Given problem: Copy out the complete listing, word for word.

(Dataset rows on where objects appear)
>> START

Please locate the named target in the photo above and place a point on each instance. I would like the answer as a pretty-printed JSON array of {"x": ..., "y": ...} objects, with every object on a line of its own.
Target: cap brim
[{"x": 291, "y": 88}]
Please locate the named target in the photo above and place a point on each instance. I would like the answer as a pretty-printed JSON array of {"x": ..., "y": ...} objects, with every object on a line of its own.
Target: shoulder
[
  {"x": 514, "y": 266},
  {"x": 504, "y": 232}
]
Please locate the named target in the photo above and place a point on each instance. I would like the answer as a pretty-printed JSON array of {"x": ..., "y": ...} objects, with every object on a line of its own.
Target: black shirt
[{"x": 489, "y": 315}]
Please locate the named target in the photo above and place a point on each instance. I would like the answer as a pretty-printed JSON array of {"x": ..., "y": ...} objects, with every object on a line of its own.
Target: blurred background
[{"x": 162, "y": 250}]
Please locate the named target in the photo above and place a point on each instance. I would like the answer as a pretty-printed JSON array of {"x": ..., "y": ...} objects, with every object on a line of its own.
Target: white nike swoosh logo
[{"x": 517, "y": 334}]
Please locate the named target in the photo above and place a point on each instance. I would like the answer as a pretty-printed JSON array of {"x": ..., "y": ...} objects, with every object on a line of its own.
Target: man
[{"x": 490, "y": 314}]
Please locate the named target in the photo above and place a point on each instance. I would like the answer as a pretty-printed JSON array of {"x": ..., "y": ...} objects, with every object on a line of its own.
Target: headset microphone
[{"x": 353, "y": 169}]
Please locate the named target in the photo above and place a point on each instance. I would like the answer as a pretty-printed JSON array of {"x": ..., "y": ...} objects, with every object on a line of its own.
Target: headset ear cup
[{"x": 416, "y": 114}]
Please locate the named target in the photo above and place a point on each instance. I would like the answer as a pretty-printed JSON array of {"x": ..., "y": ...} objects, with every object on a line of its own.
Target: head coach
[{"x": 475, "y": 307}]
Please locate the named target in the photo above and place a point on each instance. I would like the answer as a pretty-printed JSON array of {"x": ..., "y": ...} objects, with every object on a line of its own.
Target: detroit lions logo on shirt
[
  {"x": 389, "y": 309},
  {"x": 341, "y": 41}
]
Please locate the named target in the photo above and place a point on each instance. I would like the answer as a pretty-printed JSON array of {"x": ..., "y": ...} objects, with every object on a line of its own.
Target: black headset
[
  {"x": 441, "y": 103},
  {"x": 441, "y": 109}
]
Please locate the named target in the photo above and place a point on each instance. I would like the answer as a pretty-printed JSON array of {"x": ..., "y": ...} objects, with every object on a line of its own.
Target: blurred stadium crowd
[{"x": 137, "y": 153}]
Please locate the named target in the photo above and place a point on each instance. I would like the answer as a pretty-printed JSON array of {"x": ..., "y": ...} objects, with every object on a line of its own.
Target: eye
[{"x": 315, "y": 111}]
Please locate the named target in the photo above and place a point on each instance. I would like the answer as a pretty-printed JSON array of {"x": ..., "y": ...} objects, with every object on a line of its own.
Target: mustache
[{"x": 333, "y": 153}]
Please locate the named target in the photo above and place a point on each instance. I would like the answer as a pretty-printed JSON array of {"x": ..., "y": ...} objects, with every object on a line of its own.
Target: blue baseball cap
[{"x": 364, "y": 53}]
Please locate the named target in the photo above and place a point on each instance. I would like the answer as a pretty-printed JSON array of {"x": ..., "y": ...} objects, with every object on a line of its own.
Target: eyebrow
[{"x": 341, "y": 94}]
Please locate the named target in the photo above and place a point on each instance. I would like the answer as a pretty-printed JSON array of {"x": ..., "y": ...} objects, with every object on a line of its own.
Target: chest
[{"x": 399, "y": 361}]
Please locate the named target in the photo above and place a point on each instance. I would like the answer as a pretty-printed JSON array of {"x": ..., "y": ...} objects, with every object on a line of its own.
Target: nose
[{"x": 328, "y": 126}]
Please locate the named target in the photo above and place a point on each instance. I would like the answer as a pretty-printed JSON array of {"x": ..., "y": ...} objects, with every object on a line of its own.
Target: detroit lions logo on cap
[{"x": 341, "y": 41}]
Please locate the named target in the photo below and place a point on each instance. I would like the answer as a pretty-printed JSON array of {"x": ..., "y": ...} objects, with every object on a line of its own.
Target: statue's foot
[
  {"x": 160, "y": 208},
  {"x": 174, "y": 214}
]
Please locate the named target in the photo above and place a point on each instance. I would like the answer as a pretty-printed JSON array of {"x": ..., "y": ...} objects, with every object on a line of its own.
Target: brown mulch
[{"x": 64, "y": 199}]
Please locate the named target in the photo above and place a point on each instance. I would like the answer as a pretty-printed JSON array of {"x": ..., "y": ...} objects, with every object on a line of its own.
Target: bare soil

>> END

Written solution:
Please locate the named target in the photo above and place a point on each instance. I would like the answer as a pretty-printed JSON array of {"x": ..., "y": ...} objects, with every object on a line of its own.
Target: cap brim
[{"x": 291, "y": 88}]
Please locate the named target in the photo above and place a point on each instance. I would like the answer as a pretty-printed JSON array of {"x": ..., "y": ...} objects, with every object on a line of its own.
Target: shoulder
[
  {"x": 514, "y": 266},
  {"x": 504, "y": 232}
]
Please locate the named target in the photo above and place a point on each instance. I would like the answer as a pretty-printed JSON array of {"x": ..., "y": ...} objects, with every object on a line of its own.
Target: black shirt
[{"x": 489, "y": 315}]
Please locate the named target in the photo above and place a point on each instance. I would like the answer as a pretty-printed JSON array of {"x": ..., "y": ...} objects, with every object on a line of its own.
Target: blurred background
[{"x": 162, "y": 250}]
Please locate the named target in the photo above and place a point on each instance. I would like the answer as a pretty-printed JSON array of {"x": ..., "y": ...} objects, with every object on a line of its own.
Target: white nike swoosh logo
[{"x": 517, "y": 334}]
Please locate the named target in the photo above and place a point on each instance. I would like the answer as a pretty-printed JSON array of {"x": ..., "y": ...} objects, with every object on a line of its own.
Target: man
[{"x": 490, "y": 314}]
Please locate the named target in the photo above and place a point on each instance. I would like the answer as a pretty-printed JSON array of {"x": ..., "y": ...} objects, with every object on a line of its own.
Target: headset microphone
[{"x": 353, "y": 169}]
Please locate the named target in the photo above and place a point on each instance. I would like the answer as a pretty-printed JSON array of {"x": ..., "y": ...} objects, with every object on a line of its own.
Target: headset ear cup
[{"x": 416, "y": 114}]
Please locate the named target in the photo above and place a point on each instance. I would like the answer as a pretty-printed JSON array of {"x": ..., "y": ...} objects, with every object on a line of its own.
Target: head coach
[{"x": 475, "y": 307}]
Please locate the named target in the photo above and place a point on each instance. I would like the answer as a pretty-printed JSON array of {"x": ..., "y": ...} objects, with every object on a line of its own.
Target: detroit lions logo on shirt
[
  {"x": 389, "y": 309},
  {"x": 341, "y": 41}
]
Please locate the named target in the photo above and place a point on each instance. I would like the answer as a pretty-printed JSON array of {"x": ..., "y": ...} objects, with every object on a line of its own.
Target: black headset
[
  {"x": 441, "y": 103},
  {"x": 441, "y": 109}
]
Please locate the named target in the photo above and place a point on each instance. I would like the answer as a pretty-printed JSON array of {"x": ..., "y": ...} objects, with every object on a line of its own.
Target: blurred stadium crowd
[{"x": 137, "y": 153}]
Please locate the named target in the photo above and place a point on each instance. I would like the answer as a pretty-printed JSON array of {"x": ..., "y": ...} objects, with every object on a line of its own.
Target: eye
[{"x": 315, "y": 111}]
Please locate the named target in the photo above and place a point on each instance. I would like the answer as a pretty-printed JSON array of {"x": ..., "y": ...} objects, with every object on a line of its own.
Target: mustache
[{"x": 333, "y": 153}]
Please locate the named target in the photo above and place a point on each instance. I would like the answer as a pretty-printed JSON array of {"x": ..., "y": ...} objects, with every object on a line of its own.
Target: blue baseball cap
[{"x": 364, "y": 53}]
Please locate the named target in the photo above and place a point on each instance. I would like the answer as a pretty-printed JSON array of {"x": ..., "y": ...} objects, with every object on a line of its own.
Target: eyebrow
[{"x": 341, "y": 94}]
Please locate the named target in the photo above and place a point on each instance. I would like the answer as a pretty-printed JSON array of {"x": ..., "y": ...} objects, with every object on a line of its own.
Target: chest
[{"x": 399, "y": 361}]
Please locate the named target in the photo above and place a point on each instance. I would like the answer as a pretty-printed JSON array of {"x": ..., "y": ...} objects, with every object on a line of its own.
Target: nose
[{"x": 328, "y": 126}]
Please locate the named target in the photo above and place a point on each instance. I would like the answer as a pretty-printed JSON array of {"x": ..., "y": ...} objects, with every object on a line of its own.
Target: detroit lions logo on cap
[{"x": 341, "y": 41}]
Please locate the named target in the photo below and place a point on each instance. I would like the answer as a pretty-printed JSON array of {"x": ..., "y": ...} objects, with every object on a line of its own.
Target: statue's foot
[
  {"x": 160, "y": 208},
  {"x": 174, "y": 214}
]
Please locate the named target in the photo above and place a point on each instance. I would like the answer as a pretty-printed JSON array of {"x": ..., "y": ...} objects, with every object on a line of its own.
Target: brown mulch
[{"x": 64, "y": 199}]
Please locate the named target in the photo above and place a point on each instance. I would like the answer as a pretty-printed JSON array of {"x": ..., "y": ...} objects, with every object on a line of its own.
Target: bare soil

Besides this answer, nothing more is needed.